[What you are asked to do]
For the records below, print the lines from the line with "find | green eye" through the line with "find | tiled floor" exactly as written; include both end lines and exclude the rest.

(Material for this exercise begins)

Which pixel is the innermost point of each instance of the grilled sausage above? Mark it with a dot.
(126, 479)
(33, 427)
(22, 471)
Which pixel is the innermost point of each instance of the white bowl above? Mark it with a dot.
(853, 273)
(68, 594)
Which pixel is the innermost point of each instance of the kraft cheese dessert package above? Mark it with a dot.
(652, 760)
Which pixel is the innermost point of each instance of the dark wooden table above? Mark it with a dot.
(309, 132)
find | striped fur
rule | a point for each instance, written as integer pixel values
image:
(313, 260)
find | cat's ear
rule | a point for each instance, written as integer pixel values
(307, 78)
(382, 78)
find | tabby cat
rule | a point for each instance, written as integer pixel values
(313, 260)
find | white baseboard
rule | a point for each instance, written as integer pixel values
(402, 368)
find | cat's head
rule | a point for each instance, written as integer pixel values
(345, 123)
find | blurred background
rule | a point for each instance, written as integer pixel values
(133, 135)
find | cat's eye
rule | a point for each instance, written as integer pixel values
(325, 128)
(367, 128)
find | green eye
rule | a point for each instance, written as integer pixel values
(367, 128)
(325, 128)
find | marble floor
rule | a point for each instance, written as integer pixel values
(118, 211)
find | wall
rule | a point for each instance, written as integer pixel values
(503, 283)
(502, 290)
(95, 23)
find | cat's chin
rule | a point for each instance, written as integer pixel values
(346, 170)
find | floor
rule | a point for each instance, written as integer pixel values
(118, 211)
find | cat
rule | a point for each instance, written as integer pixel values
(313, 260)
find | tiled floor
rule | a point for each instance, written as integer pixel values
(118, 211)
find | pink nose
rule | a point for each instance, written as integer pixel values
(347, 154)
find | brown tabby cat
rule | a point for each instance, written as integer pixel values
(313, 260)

(Material for this exercise ends)

[Solution]
find | green eye
rule | a point for each instance, written as integer pixel values
(367, 128)
(325, 128)
find | marble floor
rule | a point for each instance, written as integer pixel values
(118, 211)
find | wall
rule | a point for each instance, written as integer pixel values
(503, 283)
(502, 290)
(95, 23)
find | cat's chin
rule | a point for each instance, written as integer pixel values
(346, 170)
find | floor
rule | a point for each instance, written as integer pixel values
(118, 211)
find | cat
rule | a point for each instance, written as integer pixel values
(313, 260)
find | tiled floor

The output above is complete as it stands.